Problem requirements.
The line containing "Target: white window blinds" marks the start; return it and every line after it in the listing below, exactly, through the last.

Segment Open

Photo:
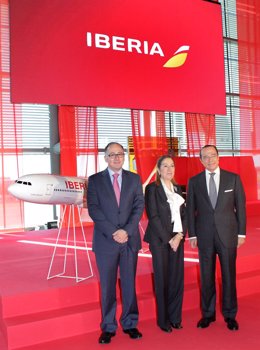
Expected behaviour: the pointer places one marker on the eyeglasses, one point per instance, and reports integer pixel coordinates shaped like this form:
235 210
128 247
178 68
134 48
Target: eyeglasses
213 156
116 155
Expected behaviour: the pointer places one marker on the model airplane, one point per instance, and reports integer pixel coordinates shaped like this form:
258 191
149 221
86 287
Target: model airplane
50 189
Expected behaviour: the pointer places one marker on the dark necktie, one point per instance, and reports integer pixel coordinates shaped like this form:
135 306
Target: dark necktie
213 195
116 187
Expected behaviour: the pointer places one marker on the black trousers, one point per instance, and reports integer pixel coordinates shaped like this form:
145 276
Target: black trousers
168 267
227 259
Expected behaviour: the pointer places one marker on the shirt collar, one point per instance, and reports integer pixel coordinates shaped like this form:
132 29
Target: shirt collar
216 171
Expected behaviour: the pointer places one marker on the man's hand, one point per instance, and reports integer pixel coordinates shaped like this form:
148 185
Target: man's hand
175 241
120 236
241 240
193 243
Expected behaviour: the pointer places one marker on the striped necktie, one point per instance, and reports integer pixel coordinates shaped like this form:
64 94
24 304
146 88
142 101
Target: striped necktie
213 195
116 187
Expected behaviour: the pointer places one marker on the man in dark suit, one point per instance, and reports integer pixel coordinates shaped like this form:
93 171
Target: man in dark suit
217 225
115 203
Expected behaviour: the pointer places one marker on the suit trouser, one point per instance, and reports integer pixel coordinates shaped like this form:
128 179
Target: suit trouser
227 259
108 263
168 267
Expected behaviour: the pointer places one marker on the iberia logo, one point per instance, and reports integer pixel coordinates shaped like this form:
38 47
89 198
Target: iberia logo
132 45
179 58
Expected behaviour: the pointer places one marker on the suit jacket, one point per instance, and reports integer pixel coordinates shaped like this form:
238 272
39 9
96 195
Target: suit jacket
159 229
229 216
106 214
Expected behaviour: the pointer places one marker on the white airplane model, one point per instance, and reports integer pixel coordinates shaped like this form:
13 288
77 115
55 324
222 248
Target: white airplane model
50 189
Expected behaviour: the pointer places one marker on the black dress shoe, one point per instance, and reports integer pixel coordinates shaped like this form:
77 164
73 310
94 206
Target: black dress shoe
232 324
166 329
133 333
176 325
205 322
105 337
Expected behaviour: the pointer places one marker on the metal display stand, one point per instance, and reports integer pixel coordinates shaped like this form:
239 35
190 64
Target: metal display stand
71 229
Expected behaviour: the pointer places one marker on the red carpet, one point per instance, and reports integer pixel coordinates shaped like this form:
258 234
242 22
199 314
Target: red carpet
59 313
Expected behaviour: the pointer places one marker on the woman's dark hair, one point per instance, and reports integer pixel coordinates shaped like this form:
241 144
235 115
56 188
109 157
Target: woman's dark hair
158 165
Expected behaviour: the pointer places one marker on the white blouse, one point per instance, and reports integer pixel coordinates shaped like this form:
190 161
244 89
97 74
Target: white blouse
175 201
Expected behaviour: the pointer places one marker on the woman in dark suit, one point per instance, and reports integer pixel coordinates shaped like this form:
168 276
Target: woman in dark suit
165 234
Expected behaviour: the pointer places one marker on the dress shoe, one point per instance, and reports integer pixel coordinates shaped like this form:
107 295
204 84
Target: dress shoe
205 322
232 324
177 325
105 337
133 333
166 329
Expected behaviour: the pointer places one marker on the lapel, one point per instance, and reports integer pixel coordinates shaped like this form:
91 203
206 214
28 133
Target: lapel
222 182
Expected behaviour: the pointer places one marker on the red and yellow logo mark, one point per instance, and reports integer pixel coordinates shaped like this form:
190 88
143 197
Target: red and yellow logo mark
179 58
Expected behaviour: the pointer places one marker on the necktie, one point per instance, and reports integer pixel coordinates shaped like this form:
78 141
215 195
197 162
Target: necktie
212 190
116 187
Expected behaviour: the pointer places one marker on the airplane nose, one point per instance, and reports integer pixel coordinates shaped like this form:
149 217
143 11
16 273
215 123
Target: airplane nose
12 189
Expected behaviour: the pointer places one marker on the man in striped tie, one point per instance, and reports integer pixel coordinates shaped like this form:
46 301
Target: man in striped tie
115 203
217 225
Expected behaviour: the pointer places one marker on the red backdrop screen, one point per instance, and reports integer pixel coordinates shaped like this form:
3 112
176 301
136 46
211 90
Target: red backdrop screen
154 55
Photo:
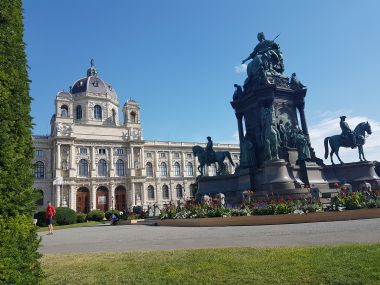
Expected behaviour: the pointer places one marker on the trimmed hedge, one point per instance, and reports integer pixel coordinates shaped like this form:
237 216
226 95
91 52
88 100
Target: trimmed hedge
95 215
65 216
109 213
81 218
41 218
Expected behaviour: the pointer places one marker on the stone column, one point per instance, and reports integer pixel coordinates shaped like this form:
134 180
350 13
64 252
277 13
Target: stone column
142 157
93 197
93 164
301 109
72 199
156 166
111 196
111 158
143 200
239 117
133 194
170 164
58 156
132 157
58 195
72 156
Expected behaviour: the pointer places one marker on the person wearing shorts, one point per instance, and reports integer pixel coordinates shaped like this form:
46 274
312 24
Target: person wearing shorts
50 212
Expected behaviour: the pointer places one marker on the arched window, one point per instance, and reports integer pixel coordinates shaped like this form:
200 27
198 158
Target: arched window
189 169
40 201
120 167
39 170
79 112
83 168
179 191
102 168
133 117
64 111
149 169
113 116
150 192
212 170
165 192
177 169
163 169
97 112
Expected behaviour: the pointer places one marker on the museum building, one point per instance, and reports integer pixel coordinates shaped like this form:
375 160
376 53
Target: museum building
94 160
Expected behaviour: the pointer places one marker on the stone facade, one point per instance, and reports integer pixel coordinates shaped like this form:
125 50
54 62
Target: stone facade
94 160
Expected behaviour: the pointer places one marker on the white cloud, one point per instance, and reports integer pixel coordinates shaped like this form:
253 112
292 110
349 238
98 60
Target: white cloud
233 140
242 68
329 126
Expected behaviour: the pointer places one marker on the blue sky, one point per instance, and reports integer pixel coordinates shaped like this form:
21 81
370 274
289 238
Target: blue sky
180 59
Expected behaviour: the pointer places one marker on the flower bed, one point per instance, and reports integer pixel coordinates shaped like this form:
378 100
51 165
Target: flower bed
345 200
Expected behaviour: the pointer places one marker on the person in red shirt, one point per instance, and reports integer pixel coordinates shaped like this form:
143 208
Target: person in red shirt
50 212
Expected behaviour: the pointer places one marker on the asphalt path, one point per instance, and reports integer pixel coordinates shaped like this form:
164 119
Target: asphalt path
105 238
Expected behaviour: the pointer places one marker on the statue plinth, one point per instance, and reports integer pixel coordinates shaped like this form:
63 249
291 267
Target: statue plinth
354 173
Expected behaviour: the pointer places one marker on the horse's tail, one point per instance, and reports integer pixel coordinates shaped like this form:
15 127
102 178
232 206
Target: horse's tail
229 157
327 147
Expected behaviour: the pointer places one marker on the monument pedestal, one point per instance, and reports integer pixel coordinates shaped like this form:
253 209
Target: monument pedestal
354 173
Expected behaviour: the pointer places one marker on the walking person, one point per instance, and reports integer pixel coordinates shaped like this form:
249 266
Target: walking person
50 212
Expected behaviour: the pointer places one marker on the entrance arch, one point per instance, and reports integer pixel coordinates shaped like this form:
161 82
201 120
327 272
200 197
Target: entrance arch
102 198
120 198
83 200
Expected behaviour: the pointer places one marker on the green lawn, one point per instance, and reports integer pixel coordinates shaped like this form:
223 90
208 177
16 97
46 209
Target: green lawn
341 264
78 225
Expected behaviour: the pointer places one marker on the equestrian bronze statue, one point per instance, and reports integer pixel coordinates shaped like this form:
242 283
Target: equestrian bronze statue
348 139
208 156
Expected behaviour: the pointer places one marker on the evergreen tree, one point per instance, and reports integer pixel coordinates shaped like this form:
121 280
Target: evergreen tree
19 259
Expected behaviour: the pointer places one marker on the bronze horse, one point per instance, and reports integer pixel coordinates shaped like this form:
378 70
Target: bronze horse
219 157
338 141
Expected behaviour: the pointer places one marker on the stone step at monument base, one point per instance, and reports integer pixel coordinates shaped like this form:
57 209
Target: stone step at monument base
355 173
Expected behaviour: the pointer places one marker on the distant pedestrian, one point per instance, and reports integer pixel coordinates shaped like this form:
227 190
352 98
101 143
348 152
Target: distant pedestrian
50 213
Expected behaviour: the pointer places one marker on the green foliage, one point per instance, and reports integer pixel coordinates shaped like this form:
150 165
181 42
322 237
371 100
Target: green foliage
41 218
19 263
109 213
65 216
18 240
332 264
81 218
95 215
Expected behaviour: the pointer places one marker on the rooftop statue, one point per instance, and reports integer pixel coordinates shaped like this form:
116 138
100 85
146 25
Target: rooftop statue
238 92
295 83
348 138
266 61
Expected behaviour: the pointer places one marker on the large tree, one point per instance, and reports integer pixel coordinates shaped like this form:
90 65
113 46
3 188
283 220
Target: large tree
19 259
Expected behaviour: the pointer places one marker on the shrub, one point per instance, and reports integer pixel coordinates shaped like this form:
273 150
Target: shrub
95 215
81 218
109 213
65 216
41 218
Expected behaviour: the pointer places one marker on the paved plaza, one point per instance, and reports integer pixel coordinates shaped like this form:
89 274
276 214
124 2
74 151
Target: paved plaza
105 238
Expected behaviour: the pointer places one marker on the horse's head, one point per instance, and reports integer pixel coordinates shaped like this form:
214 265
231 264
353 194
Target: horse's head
362 128
197 150
368 128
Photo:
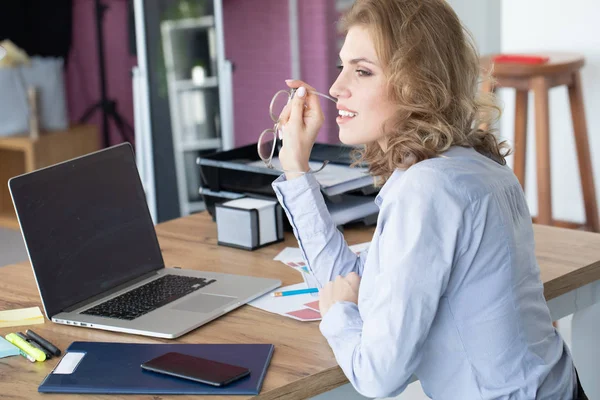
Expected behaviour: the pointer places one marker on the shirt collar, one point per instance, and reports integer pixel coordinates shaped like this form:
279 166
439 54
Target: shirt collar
396 175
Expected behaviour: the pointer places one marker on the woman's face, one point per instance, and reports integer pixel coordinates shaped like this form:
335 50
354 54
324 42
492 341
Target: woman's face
363 103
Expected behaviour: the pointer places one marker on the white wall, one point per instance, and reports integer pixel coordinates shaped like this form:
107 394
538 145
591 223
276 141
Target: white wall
556 25
483 19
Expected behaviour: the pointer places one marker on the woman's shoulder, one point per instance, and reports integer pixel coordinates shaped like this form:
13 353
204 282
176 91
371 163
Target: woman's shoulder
461 177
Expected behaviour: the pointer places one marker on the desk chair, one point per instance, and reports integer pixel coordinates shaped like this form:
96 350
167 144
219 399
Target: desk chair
561 69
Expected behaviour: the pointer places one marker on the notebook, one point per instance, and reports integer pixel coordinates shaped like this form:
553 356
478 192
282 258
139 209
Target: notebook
114 368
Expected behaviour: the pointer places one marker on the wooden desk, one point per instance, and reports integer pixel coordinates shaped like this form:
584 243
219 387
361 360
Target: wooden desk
303 364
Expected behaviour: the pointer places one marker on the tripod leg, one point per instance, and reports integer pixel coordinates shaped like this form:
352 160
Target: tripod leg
88 113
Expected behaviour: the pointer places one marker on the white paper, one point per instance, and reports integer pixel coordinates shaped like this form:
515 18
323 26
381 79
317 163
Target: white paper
69 362
289 254
360 247
283 304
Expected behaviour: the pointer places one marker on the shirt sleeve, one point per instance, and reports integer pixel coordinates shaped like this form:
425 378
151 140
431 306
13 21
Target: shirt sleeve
322 245
378 345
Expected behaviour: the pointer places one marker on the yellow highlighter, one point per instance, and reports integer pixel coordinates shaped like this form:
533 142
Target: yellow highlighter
26 347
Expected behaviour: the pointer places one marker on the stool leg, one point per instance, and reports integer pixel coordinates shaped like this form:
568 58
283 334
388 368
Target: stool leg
583 153
487 86
520 147
542 137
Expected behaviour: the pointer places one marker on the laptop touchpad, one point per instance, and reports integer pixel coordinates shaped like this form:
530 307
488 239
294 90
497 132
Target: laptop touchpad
204 303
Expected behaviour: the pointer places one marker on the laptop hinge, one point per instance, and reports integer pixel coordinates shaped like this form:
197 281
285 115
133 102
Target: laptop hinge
110 292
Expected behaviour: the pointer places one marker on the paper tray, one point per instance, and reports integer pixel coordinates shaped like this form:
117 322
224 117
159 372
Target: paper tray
231 171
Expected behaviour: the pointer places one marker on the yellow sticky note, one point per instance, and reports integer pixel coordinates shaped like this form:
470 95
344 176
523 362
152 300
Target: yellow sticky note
22 316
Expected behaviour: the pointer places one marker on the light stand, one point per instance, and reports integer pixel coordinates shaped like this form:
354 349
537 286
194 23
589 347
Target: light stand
107 106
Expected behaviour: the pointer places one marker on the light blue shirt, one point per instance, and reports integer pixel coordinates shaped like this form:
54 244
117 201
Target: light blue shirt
450 288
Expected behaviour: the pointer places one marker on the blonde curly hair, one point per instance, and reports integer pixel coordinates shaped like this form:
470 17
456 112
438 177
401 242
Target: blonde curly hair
432 67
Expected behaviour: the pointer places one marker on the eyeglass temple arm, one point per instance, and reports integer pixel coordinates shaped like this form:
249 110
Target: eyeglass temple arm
323 95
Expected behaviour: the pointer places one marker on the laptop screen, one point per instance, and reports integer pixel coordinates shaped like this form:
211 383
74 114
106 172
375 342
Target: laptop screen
86 225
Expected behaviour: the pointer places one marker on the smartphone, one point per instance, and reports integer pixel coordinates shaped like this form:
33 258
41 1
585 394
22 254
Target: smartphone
195 368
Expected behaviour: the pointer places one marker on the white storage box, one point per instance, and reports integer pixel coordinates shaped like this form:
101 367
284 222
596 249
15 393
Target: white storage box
249 223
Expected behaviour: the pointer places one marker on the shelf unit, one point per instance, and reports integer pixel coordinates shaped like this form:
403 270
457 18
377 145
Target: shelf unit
199 113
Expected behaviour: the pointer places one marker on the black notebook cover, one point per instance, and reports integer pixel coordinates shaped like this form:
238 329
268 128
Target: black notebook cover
114 368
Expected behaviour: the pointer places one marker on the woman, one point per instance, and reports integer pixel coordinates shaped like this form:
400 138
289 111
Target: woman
449 290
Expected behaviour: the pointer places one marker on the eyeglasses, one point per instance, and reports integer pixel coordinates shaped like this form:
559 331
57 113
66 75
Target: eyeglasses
267 141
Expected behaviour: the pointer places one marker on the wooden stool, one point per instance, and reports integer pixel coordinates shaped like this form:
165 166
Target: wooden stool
561 69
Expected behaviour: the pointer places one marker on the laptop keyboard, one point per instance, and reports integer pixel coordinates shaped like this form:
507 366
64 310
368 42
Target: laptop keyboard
148 297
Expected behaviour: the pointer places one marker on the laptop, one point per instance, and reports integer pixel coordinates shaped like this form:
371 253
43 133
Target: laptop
96 258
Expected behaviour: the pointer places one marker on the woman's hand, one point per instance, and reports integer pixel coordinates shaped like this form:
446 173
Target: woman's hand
342 289
301 120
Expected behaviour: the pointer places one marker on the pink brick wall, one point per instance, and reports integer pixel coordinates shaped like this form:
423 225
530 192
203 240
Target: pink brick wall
319 56
257 42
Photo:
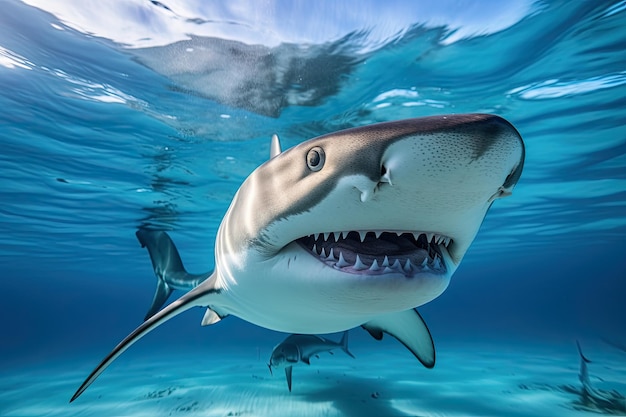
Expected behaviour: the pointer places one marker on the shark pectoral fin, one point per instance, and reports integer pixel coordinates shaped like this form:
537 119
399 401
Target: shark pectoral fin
344 343
275 146
288 375
161 295
168 267
210 317
202 295
410 329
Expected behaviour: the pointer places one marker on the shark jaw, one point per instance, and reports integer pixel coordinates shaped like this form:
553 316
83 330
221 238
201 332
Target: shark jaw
379 253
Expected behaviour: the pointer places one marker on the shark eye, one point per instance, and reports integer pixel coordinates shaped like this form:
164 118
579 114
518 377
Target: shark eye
315 158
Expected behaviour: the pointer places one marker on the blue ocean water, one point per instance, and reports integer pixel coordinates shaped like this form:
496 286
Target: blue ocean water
146 113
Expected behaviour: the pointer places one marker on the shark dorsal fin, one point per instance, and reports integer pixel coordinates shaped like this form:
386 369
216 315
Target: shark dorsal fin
275 146
210 317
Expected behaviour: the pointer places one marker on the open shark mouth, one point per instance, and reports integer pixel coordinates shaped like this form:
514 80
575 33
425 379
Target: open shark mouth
378 253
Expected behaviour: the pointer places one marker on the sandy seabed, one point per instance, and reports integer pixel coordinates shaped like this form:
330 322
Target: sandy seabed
488 380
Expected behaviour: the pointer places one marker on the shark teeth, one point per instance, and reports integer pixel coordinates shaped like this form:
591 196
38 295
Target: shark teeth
379 252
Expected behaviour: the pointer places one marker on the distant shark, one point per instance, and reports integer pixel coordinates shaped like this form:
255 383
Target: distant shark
354 228
591 399
299 348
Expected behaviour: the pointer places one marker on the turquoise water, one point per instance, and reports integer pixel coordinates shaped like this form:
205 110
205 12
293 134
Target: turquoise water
153 113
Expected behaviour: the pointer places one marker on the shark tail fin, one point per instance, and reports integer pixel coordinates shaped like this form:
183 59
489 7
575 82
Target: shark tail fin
344 344
199 296
167 265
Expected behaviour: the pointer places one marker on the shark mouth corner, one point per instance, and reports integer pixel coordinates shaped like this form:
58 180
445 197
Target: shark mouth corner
379 253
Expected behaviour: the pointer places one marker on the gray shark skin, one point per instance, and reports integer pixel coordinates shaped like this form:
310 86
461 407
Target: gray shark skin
168 267
354 228
299 348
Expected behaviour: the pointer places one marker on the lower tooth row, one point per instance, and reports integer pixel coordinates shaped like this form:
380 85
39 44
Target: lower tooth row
386 265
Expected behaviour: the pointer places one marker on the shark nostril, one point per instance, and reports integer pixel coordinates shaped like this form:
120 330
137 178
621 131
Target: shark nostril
385 175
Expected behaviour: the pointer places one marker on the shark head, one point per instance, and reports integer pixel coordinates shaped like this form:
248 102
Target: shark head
364 221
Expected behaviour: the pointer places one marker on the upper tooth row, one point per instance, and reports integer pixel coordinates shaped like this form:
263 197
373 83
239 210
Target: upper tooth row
431 237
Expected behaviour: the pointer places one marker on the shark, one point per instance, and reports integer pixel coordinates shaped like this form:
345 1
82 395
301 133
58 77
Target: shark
299 348
357 227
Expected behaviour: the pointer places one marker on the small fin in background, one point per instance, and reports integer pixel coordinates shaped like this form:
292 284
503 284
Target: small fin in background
275 146
161 295
344 344
210 317
580 352
410 329
288 372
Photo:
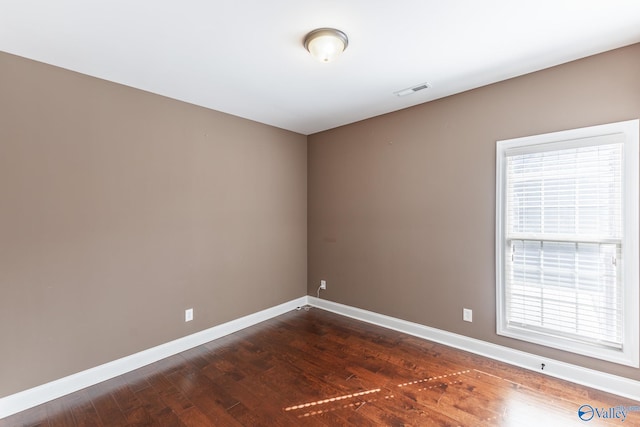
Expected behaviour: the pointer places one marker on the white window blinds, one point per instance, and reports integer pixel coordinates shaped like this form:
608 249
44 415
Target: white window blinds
564 238
567 248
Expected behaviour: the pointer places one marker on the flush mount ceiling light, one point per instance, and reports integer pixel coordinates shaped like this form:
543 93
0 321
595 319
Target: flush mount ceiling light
326 44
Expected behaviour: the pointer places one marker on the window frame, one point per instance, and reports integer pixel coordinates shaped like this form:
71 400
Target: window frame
629 355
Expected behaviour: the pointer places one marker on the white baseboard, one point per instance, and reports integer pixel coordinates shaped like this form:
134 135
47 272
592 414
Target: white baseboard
620 386
23 400
35 396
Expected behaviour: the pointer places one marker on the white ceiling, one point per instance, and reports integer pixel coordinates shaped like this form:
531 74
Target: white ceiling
245 57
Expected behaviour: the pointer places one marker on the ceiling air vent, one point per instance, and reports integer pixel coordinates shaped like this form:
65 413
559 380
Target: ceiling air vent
413 89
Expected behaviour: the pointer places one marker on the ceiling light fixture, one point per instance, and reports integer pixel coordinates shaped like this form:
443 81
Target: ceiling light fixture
326 44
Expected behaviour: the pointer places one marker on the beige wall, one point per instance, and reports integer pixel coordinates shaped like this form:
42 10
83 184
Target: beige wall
402 206
119 209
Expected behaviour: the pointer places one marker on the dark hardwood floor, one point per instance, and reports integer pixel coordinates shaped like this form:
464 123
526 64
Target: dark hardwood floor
315 368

Segment Closed

Task result.
Target: white window blinds
564 238
567 248
Expected behaviour: the pointer places one marker on the flush mount ceiling light, one point per instance, and reports integer pixel coordinates shaped like this form:
543 93
0 321
595 319
Target: flush mount ceiling light
326 44
Expected behaviour: the pointer places one marker on the window frame, one point per instance, and reports integer pixel coordinates shaped like this form:
71 400
Target: window frame
629 355
Expected behaviour: the pointer places one marker on the white baseboard, one point per instance, and reports integer pixel coordinates shaped like this form:
134 135
47 272
592 414
Target: white baseboard
620 386
23 400
35 396
Expected behaviour: the pointer places one marker on the white ceiling, one point per instance, and reports integer pixel coordinates shaped like this form:
531 74
Target: white ceiling
245 57
Expected behaviour: the pointer places one marker on the ceiling air vent, one point per instance, and reports integer pixel coordinates shaped like this form:
65 413
559 380
Target: ceiling air vent
413 89
Expected behaviour: the pointer places one marker on the ceiling light fixture, one point per instance, and reports integer pixel coordinates shaped like this form:
443 81
Target: ceiling light fixture
326 44
Expected behaviour: the pointer places one marker on the beige wall, one point per instance, and reports integer pixel coordinates shaped like this form:
42 10
83 184
Target: beige wall
402 206
119 209
Expected behaviour: the pointer places one marker on the dark hardwood floor, one point per instance, and reports integer pixel coordinates shaped like this form:
464 123
526 64
Target: dark hardwood floor
315 368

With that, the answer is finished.